Reading passage –
»»
This is as far as we can go using solely the constraints \eqref{con-1}. 
So far we have the following component fields: an $\SU(2)$ doublet of 
spinors $\lambda^i_{\alpha}$, a real gauge field $V_a$, a complex 
vector field $h_a$, a real scalar $D$ and a real $\SU(2)$ triplet of 
scalars $\rho^{ij}$. We would like to impose further constraints to 
reduce the number of fields to an irreducible multiplet. As we will 
show very shortly, it is possible to impose further constraints to 
ensure that the real and imaginary parts of $h_a$ are each field 
strengths, one of an anti-symmetric tensor and the other of a scalar. 
What about the fields $D$ and $\rho^{ij}$? We will find that $D$ and 
$\rho^{ij}$ play the role of auxiliary fields. Note that the usual 
$N=2$ gauge multiplet has a triplet of auxiliary fields. Hence, if we 
want to derive the usual gauge multiplet we are led to set $D$ to zero 
by promoting the constraint \eqref{3} to the stronger one
%
\begin{equation}
\epsilon^{\alpha\beta} D_\alpha^{[i} W_\beta^{j]} = 0, \qquad  
\epsilon^{\dot\alpha\dot\beta} \bar D_{\dot\alpha}^{[i} \bar 
W_{\dot\beta}^{j]} = 0.
\end{equation}
%
On the other hand, if we want to derive the vector-tensor multiplet, 
which has a single auxiliary field, we must eliminate $\rho^{ij}$. This 
can be achieved by promoting condition \eqref{4} to the stronger 
condition
%
\begin{equation}
\epsilon^{\alpha\beta} D_\alpha^{(i} W_\beta^{j)} = 0, \qquad 
\epsilon^{\dot\alpha\dot\beta} \bar D_{\dot\alpha}^{(i} \bar 
W_{\dot\beta}^{j)} = 0.
\label{4'}
\end{equation}
%
Henceforth, we add condition \eqref{4'} as a further constraint on the 
theory. Now let us proceed using conditions \eqref{1}--\eqref{3} as 
well as the stronger version of \eqref{4}, constraint \eqref{4'}. Apart 
from eliminating $\rho^{ij}$, it can be shown that the consequences of 
imposing \eqref{4'} are
%
\begin{equation}
\begin{split}
\partial^a h_a^R &= i (\partial_z - \partial_{\bar z}) D, \\
\partial^a h_a^I &= - (\partial_z + \partial_{\bar z}) D, \\
\partial^b \mathscript F_{ab} &= -\tfrac14 \left\{ 
(\partial_z+\partial_{\bar z}) h_a^R + i (\partial_z - \partial_{\bar 
z}) h_a^I \right\}.
««
Supplied entries –
»»
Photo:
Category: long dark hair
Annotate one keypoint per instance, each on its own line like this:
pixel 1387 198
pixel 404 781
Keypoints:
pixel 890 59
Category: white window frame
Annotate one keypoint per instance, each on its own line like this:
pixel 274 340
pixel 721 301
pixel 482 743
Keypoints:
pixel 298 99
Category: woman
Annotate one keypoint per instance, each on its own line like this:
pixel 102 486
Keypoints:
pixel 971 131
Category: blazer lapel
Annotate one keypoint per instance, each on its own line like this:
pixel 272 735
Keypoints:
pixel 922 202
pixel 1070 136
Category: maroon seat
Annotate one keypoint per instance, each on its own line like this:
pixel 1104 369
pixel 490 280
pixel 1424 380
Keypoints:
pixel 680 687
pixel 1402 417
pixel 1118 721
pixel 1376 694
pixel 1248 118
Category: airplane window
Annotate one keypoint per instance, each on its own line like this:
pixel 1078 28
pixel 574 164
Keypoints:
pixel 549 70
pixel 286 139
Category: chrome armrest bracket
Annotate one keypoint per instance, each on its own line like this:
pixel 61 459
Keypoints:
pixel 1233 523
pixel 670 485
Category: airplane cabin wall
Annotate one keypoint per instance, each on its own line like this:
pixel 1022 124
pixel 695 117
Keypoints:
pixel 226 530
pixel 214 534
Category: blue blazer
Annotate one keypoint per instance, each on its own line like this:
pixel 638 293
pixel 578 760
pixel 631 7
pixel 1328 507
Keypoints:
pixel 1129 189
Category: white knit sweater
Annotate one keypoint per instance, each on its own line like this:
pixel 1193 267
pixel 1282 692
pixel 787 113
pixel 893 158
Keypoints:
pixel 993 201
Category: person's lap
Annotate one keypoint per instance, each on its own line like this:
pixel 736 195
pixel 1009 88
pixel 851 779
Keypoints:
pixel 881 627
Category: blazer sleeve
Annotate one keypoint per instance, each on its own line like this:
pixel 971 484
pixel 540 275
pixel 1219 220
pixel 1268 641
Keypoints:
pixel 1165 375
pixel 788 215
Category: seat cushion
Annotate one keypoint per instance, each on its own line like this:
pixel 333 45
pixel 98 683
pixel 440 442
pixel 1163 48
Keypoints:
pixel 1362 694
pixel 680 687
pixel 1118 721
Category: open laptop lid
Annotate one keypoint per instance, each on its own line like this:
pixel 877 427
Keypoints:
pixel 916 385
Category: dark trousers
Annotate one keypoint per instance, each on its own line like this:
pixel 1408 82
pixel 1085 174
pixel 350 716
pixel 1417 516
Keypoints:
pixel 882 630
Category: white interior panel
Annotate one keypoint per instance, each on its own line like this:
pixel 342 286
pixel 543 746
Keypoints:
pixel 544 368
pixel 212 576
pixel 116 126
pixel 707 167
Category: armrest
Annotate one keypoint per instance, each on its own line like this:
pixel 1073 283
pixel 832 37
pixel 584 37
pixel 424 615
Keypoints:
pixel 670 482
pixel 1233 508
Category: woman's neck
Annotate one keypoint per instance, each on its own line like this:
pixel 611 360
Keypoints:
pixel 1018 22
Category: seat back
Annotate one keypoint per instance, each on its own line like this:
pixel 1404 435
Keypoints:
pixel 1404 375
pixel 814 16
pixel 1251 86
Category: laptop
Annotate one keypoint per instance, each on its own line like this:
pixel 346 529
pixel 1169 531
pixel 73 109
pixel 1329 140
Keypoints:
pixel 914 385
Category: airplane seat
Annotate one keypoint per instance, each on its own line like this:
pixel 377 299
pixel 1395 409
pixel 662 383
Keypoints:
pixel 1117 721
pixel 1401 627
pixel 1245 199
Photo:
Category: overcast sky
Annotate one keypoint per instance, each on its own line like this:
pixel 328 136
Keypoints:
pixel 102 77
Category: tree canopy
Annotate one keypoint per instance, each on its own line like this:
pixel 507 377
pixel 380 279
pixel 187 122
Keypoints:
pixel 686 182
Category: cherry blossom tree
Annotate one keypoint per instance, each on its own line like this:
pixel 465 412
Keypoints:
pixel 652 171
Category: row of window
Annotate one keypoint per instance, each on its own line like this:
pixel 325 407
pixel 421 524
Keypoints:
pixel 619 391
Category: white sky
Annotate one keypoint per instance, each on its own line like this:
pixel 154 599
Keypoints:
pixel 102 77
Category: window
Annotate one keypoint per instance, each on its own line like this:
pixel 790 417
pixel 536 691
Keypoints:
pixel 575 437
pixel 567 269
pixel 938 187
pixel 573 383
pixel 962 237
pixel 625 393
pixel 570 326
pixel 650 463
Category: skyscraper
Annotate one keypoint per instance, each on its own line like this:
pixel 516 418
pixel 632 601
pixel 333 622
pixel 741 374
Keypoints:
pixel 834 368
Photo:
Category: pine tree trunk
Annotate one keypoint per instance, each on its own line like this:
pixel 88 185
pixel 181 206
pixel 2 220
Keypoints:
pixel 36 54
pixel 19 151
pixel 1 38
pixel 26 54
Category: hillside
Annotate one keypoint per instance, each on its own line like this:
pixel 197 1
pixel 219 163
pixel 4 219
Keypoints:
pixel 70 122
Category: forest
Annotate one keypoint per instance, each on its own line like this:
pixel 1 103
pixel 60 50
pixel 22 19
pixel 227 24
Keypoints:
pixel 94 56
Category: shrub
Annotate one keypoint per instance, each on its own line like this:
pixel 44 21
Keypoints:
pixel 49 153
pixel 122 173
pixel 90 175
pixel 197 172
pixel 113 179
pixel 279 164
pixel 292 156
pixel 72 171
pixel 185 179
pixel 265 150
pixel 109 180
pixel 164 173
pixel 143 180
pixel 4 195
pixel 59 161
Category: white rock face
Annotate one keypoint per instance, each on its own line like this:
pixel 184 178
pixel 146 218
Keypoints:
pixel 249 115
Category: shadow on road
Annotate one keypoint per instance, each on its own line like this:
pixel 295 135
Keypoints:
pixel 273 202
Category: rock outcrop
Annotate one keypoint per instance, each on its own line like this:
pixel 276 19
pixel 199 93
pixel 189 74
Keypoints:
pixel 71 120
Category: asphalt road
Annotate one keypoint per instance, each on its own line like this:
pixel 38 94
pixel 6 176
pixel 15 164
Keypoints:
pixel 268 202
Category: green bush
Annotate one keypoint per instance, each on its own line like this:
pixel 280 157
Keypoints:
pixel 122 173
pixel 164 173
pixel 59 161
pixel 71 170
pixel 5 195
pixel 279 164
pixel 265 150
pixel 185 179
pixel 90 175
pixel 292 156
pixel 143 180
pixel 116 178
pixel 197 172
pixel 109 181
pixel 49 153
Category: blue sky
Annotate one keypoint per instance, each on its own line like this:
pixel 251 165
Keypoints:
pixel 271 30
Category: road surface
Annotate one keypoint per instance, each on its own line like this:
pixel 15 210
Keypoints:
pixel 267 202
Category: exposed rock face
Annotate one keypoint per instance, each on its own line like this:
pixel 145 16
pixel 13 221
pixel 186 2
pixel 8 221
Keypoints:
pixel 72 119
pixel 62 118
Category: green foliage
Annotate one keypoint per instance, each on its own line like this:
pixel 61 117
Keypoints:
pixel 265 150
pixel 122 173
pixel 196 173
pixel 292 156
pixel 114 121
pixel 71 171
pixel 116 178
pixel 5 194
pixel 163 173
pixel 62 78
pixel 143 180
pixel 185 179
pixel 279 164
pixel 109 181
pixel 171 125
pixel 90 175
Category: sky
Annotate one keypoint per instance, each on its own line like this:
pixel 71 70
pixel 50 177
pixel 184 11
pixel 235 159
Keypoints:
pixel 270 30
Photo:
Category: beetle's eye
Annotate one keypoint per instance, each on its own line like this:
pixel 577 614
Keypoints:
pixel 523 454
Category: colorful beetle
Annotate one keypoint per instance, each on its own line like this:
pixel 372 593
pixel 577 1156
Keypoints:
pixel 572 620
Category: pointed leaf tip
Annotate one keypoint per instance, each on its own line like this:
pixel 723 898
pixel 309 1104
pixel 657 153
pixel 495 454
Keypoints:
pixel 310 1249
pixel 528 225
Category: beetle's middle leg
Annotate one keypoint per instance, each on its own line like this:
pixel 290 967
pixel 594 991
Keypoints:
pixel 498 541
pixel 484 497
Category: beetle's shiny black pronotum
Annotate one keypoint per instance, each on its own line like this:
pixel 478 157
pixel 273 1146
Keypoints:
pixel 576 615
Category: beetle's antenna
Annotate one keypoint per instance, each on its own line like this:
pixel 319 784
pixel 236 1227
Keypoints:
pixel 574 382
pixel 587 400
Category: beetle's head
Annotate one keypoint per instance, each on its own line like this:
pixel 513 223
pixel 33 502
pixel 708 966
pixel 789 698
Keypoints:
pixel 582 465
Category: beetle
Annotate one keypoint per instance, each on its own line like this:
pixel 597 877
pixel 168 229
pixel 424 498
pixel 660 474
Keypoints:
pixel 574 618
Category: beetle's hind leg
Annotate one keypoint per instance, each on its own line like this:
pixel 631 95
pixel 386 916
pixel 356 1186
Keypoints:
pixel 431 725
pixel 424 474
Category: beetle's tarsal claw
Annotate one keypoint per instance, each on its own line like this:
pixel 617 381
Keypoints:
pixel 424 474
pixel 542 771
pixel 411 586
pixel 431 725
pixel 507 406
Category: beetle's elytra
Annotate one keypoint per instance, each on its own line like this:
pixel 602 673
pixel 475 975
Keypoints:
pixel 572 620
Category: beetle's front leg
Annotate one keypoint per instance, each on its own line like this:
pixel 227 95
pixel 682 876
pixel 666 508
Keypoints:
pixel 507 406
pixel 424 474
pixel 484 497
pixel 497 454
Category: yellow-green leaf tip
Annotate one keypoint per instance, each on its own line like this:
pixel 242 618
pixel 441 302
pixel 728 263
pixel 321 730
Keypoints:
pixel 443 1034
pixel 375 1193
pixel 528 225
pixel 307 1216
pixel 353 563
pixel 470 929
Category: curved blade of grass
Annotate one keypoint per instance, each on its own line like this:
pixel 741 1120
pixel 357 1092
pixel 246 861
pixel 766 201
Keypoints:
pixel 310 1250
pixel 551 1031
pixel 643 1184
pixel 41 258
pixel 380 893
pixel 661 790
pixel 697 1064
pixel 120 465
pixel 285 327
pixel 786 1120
««
Copy the passage on the multiplet constraints, starting with "So far we have" and going on through "of a scalar.", and put "additional constraints" wherever "further constraints" appears.

The response –
So far we have the following component fields: an $\SU(2)$ doublet of 
spinors $\lambda^i_{\alpha}$, a real gauge field $V_a$, a complex 
vector field $h_a$, a real scalar $D$ and a real $\SU(2)$ triplet of 
scalars $\rho^{ij}$. We would like to impose additional constraints to 
reduce the number of fields to an irreducible multiplet. As we will 
show very shortly, it is possible to impose additional constraints to 
ensure that the real and imaginary parts of $h_a$ are each field 
strengths, one of an anti-symmetric tensor and the other of a scalar.